-- INPUT follows --
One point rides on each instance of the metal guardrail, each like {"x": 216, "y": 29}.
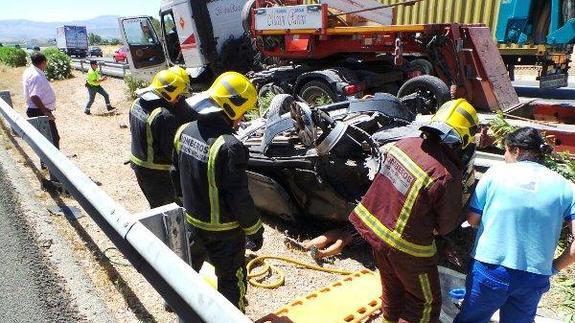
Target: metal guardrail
{"x": 184, "y": 289}
{"x": 106, "y": 68}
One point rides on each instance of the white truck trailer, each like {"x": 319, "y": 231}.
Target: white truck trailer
{"x": 72, "y": 40}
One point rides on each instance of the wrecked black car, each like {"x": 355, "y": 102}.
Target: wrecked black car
{"x": 318, "y": 162}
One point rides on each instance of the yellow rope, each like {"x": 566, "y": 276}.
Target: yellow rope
{"x": 268, "y": 270}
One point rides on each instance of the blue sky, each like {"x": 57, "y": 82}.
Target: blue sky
{"x": 67, "y": 10}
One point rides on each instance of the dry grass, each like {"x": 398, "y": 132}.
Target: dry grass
{"x": 99, "y": 147}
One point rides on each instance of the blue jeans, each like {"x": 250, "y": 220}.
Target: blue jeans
{"x": 515, "y": 293}
{"x": 92, "y": 90}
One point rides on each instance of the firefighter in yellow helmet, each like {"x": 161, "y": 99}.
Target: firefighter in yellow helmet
{"x": 209, "y": 173}
{"x": 417, "y": 194}
{"x": 154, "y": 118}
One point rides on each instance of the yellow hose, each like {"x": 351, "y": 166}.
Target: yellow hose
{"x": 270, "y": 270}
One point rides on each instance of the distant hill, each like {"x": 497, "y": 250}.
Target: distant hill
{"x": 22, "y": 30}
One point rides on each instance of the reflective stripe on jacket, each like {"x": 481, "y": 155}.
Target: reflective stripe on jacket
{"x": 417, "y": 191}
{"x": 149, "y": 137}
{"x": 92, "y": 77}
{"x": 209, "y": 173}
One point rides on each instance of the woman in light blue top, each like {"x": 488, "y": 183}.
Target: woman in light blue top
{"x": 519, "y": 209}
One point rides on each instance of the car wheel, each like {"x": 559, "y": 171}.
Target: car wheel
{"x": 317, "y": 93}
{"x": 279, "y": 105}
{"x": 432, "y": 91}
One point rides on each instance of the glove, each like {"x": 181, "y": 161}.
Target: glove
{"x": 254, "y": 242}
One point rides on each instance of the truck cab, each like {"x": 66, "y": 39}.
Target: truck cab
{"x": 194, "y": 35}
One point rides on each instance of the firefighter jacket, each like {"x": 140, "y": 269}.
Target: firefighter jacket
{"x": 209, "y": 173}
{"x": 153, "y": 124}
{"x": 418, "y": 190}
-- INPUT concluded --
Nothing but an exact copy of the data, without pictures, should be returned.

One point rides on each instance of the metal guardrail, each like {"x": 216, "y": 29}.
Target: metal guardrail
{"x": 184, "y": 289}
{"x": 106, "y": 68}
One point rides on each instance of the white truck trailer, each like {"x": 319, "y": 231}.
Target: white truck trailer
{"x": 72, "y": 40}
One point rides on each instance of the wrecked black car, each like {"x": 355, "y": 102}.
Target: wrecked black car
{"x": 318, "y": 162}
One point rides on each instance of the yellow rope, each like {"x": 566, "y": 276}.
Target: yellow rope
{"x": 268, "y": 270}
One point rides on each instance of the blue sky, each like {"x": 57, "y": 82}.
Target: blue sky
{"x": 67, "y": 10}
One point rides on each instance of the dry grass, each like {"x": 398, "y": 132}.
Target: dry grass
{"x": 99, "y": 147}
One point rides on each instance of the blue jeans, each like {"x": 250, "y": 220}.
Target: blue jeans
{"x": 515, "y": 293}
{"x": 92, "y": 90}
One point rides on each instance of the firefighter in yellow helmet, each like {"x": 161, "y": 99}.
Target: firefighter in yellow helmet
{"x": 209, "y": 173}
{"x": 417, "y": 194}
{"x": 154, "y": 118}
One point rides on each instance of the yellow hose, each like {"x": 351, "y": 166}.
Target: yellow hose
{"x": 270, "y": 270}
One point rides on each instance of the distant hill, each like {"x": 497, "y": 250}.
Target: distant hill
{"x": 22, "y": 30}
One point rides on each instance of the reflective stripe on jacket, each like {"x": 481, "y": 155}.
Target: reflective stripe on jacket
{"x": 417, "y": 191}
{"x": 149, "y": 137}
{"x": 92, "y": 77}
{"x": 209, "y": 173}
One point rides on each instance of the woman in light blue top, each like {"x": 488, "y": 183}.
Target: woman in light blue top
{"x": 519, "y": 209}
One point rides on each instance of the car wheel, each like {"x": 559, "y": 171}.
Target: car wheel
{"x": 317, "y": 93}
{"x": 279, "y": 105}
{"x": 432, "y": 91}
One point rides on each instance of the glove, each like {"x": 181, "y": 161}.
Target: glove
{"x": 254, "y": 242}
One point rides on each instance of the truck cab, each like {"x": 66, "y": 39}.
Target: truck cab
{"x": 194, "y": 35}
One point rides on each instance of the firefighter jacket, each like {"x": 140, "y": 269}.
Target: firefighter jacket
{"x": 209, "y": 173}
{"x": 153, "y": 124}
{"x": 418, "y": 190}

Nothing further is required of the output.